Hoe gaat het gesprek over Bartóks muziek en architectuur verder? Schrijf het vervolg, aansluitend op de laatste vraag in de bron.

BRON:

┏━━

Paul: “Ik vond dat fantastisch!” 

Johannes: “Maar het is niet het soort architectuur waar wij kaas van gegeten hebben. Bovendien was dat ook niet de vraag van Bozar, om een podium te bouwen.” 

Paul: “De vraag was om vanuit onze discipline te converseren met een muziekstuk. Want muziek is een taal, maar de architectuur is dat natuurlijk ook. En dus plaatsen we de geometrie, de basis van de architectuur, tegenover de structuur van Béla Bartóks Muziek voor snaren, percussie en celesta.” 

Johannes: “Omdat we geloven dat we op een gelijkaardige manier te werk gaan. De wijze waarop hij in zijn werk structuur aanbrengt, komt sterk overeen met hoe wij als architecten ruimte maken. Of dat is toch wat we willen aantonen, dat die muziek voor ons architectuur in de tijd is.” 

Dat klinkt … 

Paul: “Abstract? Prima! Het moet een verrassing blijven.” 

Johannes: “Ik kan je wel al vertellen dat er in de zaal twee dingen aanwezig zullen zijn: de muziek van Bartók en onze ingreep. En dat het de bedoeling is dat ze elkaar in evenwicht houden. Je zal ook voelen dat zowel het percussieve als het efemere van die muziek eveneens in onze ingreep zit.” 

Paul: “We spelen bovendien met de instructies van Bartók om het orkest voor dit werk in te delen in twee groepen, waartussen een celesta staat – een vreemdsoortige piano.” 

“Door over muziek te reflecteren, zijn we ook anders naar onze tekeningen beginnen te kijken."
- Paul Robbrecht

Hij werkte dus zelf ook architecturaal? 

Johannes: “Ja, zeer ruimtelijk. Maar dat zit zeker niet alleen in de opvoering, het zit ook in de opbouw van de muziek. In de Henry Le Bœufzaal zal dat straks allemaal duidelijk worden.” 

Wat vinden jullie trouwens van de rest van het Bozar-gebouw?

┗━━

AANGELEVERDE RIJEN:
┏━━

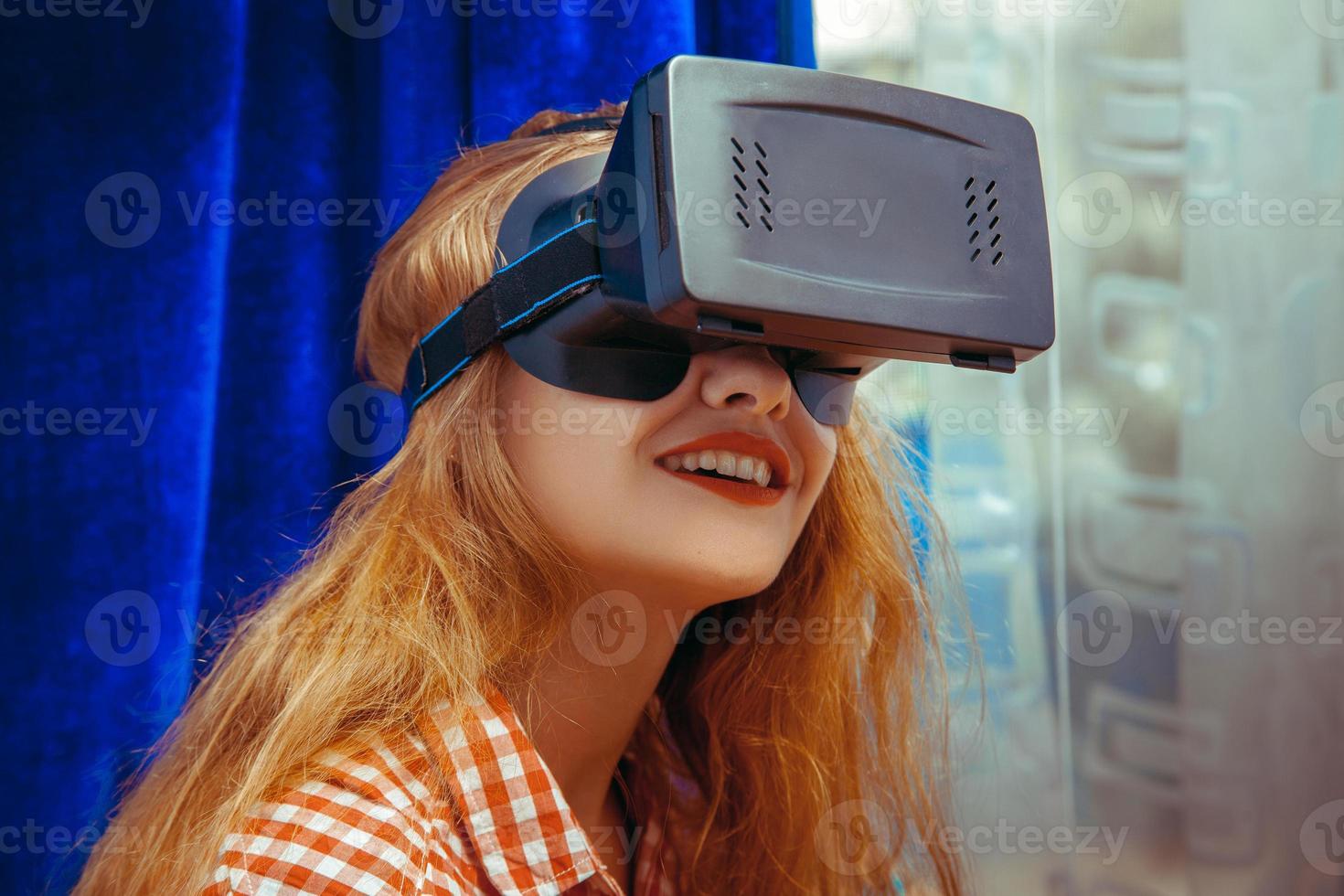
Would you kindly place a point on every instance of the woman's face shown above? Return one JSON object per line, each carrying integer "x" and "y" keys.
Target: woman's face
{"x": 600, "y": 472}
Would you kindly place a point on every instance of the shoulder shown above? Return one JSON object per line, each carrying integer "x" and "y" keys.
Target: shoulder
{"x": 368, "y": 818}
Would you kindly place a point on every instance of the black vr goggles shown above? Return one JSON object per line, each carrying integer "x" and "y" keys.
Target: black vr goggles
{"x": 839, "y": 220}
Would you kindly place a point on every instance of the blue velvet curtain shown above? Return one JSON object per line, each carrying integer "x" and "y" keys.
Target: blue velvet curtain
{"x": 192, "y": 194}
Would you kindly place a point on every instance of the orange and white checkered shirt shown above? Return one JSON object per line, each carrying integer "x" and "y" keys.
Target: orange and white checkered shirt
{"x": 451, "y": 805}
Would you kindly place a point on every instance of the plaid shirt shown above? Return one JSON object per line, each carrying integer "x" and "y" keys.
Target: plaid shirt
{"x": 446, "y": 806}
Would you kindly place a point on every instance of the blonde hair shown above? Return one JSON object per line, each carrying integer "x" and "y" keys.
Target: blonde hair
{"x": 433, "y": 577}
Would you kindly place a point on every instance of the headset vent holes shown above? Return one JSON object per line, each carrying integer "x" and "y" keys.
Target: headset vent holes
{"x": 752, "y": 197}
{"x": 992, "y": 232}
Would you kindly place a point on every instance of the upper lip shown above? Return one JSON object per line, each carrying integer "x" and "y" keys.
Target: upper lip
{"x": 741, "y": 443}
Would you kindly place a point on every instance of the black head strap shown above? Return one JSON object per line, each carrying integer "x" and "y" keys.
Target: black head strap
{"x": 557, "y": 271}
{"x": 591, "y": 123}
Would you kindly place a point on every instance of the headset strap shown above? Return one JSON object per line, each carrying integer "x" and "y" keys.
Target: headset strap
{"x": 557, "y": 271}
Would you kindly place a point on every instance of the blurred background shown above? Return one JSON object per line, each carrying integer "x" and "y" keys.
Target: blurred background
{"x": 1149, "y": 517}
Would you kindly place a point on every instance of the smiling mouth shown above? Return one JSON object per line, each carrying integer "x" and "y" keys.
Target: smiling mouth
{"x": 745, "y": 468}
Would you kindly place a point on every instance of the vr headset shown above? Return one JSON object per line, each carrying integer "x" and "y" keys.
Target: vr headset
{"x": 837, "y": 220}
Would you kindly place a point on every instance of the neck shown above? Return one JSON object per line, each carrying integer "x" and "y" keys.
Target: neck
{"x": 586, "y": 698}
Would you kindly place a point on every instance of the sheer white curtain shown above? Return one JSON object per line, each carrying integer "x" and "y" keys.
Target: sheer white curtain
{"x": 1151, "y": 516}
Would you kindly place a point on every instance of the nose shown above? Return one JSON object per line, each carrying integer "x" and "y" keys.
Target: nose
{"x": 745, "y": 378}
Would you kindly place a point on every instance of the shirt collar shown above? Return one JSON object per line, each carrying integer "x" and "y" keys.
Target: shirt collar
{"x": 523, "y": 830}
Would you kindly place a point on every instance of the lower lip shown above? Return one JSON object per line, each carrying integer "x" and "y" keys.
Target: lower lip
{"x": 741, "y": 492}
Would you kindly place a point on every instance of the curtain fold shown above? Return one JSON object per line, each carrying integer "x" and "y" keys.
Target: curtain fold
{"x": 192, "y": 197}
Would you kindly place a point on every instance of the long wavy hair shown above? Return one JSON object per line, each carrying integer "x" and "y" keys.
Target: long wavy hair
{"x": 433, "y": 577}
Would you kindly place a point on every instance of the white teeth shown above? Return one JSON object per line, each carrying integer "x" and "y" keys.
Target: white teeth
{"x": 741, "y": 466}
{"x": 728, "y": 464}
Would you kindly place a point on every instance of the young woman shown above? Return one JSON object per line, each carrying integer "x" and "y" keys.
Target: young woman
{"x": 543, "y": 652}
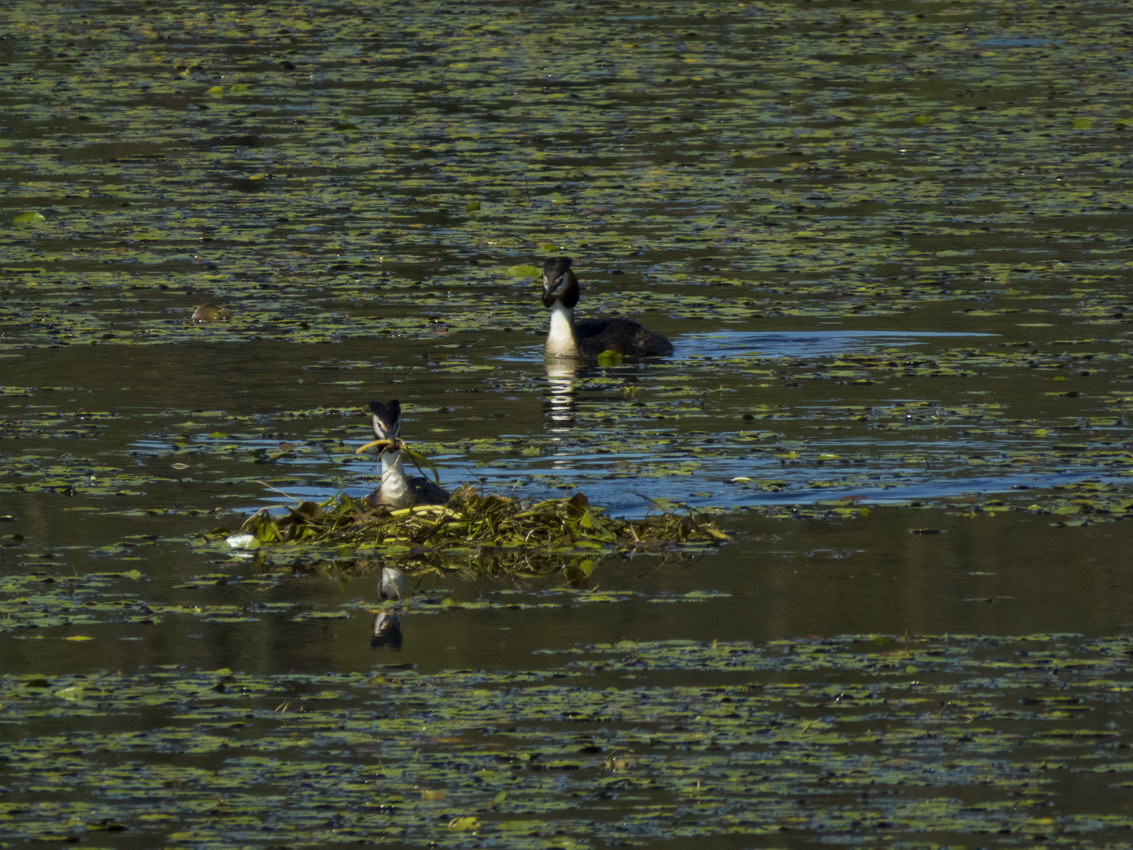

┗━━

RESULTAAT:
Paul: “Van Victor Horta? Geniaal natuurlijk.” 

Johannes: “We zijn er ook al vaker in bezig geweest. We hebben de Cinematek gebouwd, het Bozar-café Victor is van onze hand en dan hebben we ook een paar tentoonstellingen ontworpen.” 

Paul: “Die vervlechting van verschillende kunsten in één gebouw, dat Wagneriaans idee van een gesamtkunstwerk doorgetrokken naar architectuur, dát is de kracht van wat Horta heeft gedaan. Maar wat ik er misschien nog het meest fascinerend aan vind, is dat het aan de kant van het koninklijk paleis amper een muurtje hoog en aan de andere kant is het zélf een echt paleis.” 

Was Staging the Concert voor jullie nu een uitdaging of was het vooral fun? 

Johannes: (veert recht) “We zijn erin gevlogen! Er zat enigszins een uitdaging in het feit dat we dit op korte tijd moesten realiseren, maar dat maakte het juist ook zo plezant. In de architectuur gaan dingen vaak erg traag. We hebben projecten die vijftien tot twintig jaar duren, zoals de Gentse Boekentoren. Iets als Staging the Concert ertussen nemen en op minder dan een jaar tijd in elkaar boksen, dat geeft echt energie.” 

Paul: “Door over muziek te reflecteren, zijn we ook anders naar onze tekeningen beginnen te kijken. Op den duur begonnen onze plannen voor Staging the Concert zowaar zelfs op partituren te gelijken. Dat was voor mij misschien wel het mooiste aan deze opdracht.”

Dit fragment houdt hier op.